Document text:
════
Finally, on November 5, 2021, the Company entered into a privately negotiated note purchase agreement with a holder of its outstanding 2023 Notes, under which the Company agreed to repurchase and retire approximately $111.5 million in aggregate original principal amount of the 2023 Notes, with a carrying amount of $105.5 million, for cash consideration of approximately $115.6 million, and approximately $1.0 million of accrued and unpaid interest.
2025 Notes
On November 17, 2020, as part of the privately negotiated exchange agreement described above, the Company issued $132.5 million of 3.50% convertible senior notes due 2025 (the “2025 Notes”). The 2025 Notes bear interest at a rate of 3.50% per year, payable semiannually in arrears on January 15 and July 15 of each year, commencing on July 15, 2021. The 2025 Notes mature on January 15, 2025, unless earlier purchased by the Company, redeemed, or converted.
════
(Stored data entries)
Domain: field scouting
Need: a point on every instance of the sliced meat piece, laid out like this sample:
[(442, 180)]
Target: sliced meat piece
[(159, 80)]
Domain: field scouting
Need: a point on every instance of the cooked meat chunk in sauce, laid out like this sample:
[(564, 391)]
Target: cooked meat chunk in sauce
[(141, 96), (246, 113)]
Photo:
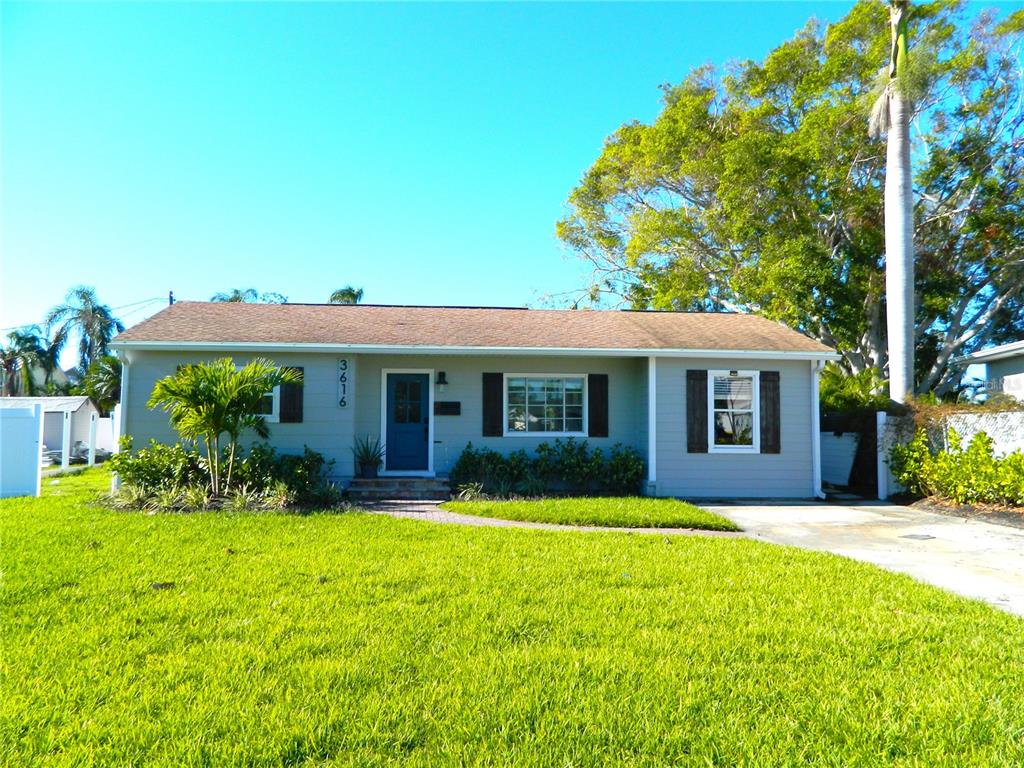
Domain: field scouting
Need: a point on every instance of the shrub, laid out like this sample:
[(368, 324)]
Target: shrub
[(158, 466), (561, 467), (971, 475), (173, 477)]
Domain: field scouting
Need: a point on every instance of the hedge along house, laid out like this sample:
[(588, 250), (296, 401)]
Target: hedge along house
[(720, 406)]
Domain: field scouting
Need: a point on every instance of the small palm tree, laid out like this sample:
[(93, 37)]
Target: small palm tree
[(346, 295), (209, 399), (22, 355), (82, 313)]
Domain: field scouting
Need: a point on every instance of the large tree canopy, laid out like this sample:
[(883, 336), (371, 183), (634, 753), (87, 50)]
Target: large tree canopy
[(761, 189)]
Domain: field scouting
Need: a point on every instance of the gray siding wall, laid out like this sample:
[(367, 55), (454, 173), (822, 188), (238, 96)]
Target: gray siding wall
[(325, 427), (332, 430), (465, 377), (787, 474)]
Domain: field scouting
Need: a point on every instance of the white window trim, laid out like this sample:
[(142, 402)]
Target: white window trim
[(755, 448), (544, 435), (274, 416)]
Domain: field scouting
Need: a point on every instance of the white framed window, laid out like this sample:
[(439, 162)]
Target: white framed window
[(733, 412), (546, 404), (270, 406)]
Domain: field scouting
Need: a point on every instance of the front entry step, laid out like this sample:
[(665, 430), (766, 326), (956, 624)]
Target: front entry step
[(409, 488)]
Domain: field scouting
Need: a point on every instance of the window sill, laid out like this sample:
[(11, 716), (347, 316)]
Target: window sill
[(733, 450)]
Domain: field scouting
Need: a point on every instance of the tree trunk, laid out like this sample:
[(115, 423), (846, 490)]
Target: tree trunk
[(899, 224)]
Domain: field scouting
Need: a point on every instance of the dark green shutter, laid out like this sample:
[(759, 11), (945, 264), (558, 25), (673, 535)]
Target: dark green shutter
[(291, 402), (696, 412), (493, 397), (771, 440), (597, 404)]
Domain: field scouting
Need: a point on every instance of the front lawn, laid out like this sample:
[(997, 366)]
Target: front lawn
[(274, 639), (631, 512)]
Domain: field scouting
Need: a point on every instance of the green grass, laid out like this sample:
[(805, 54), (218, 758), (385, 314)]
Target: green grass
[(632, 512), (366, 640)]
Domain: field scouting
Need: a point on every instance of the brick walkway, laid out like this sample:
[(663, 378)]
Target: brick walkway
[(431, 512)]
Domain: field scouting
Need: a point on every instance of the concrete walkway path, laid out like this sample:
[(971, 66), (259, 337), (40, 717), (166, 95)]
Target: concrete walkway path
[(969, 557), (431, 512)]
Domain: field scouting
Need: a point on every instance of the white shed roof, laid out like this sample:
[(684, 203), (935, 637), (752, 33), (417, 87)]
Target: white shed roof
[(50, 404)]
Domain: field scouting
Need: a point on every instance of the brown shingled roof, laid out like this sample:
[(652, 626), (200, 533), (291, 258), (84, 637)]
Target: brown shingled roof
[(465, 327)]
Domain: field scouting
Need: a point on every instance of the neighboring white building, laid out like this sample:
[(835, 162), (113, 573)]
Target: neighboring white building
[(1004, 368), (69, 424)]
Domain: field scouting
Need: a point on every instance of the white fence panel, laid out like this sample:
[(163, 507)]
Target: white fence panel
[(838, 454), (20, 451), (104, 434), (1005, 427)]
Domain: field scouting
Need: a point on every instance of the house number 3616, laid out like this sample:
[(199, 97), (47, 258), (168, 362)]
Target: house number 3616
[(344, 382)]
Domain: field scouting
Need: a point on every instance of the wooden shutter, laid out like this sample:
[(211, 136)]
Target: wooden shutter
[(493, 399), (597, 404), (771, 441), (696, 412), (291, 402)]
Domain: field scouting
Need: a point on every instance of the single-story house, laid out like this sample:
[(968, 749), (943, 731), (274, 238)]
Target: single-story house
[(1004, 368), (719, 404), (69, 424)]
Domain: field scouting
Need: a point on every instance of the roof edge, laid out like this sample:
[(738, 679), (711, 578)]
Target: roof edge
[(993, 353), (213, 346)]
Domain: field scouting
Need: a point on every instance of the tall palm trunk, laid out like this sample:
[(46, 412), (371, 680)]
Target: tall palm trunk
[(899, 216)]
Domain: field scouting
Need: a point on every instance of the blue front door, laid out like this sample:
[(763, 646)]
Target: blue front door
[(408, 423)]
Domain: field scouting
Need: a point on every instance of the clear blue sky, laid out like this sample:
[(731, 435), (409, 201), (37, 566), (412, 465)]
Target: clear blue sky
[(421, 152)]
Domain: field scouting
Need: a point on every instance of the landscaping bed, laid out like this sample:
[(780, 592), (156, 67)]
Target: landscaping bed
[(274, 639), (624, 512)]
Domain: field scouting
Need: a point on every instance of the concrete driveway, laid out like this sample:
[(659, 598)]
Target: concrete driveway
[(972, 558)]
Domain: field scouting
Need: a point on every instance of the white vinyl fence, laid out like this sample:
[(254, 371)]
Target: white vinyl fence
[(838, 455), (1005, 427), (20, 451)]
════
Written problem:
Rewrite the convertible notes passage from "Finally, on November" up to and including "and unpaid interest.", renaming "holder" as "noteholder". The items have no connection to the convertible notes passage.

Task result:
Finally, on November 5, 2021, the Company entered into a privately negotiated note purchase agreement with a noteholder of its outstanding 2023 Notes, under which the Company agreed to repurchase and retire approximately $111.5 million in aggregate original principal amount of the 2023 Notes, with a carrying amount of $105.5 million, for cash consideration of approximately $115.6 million, and approximately $1.0 million of accrued and unpaid interest.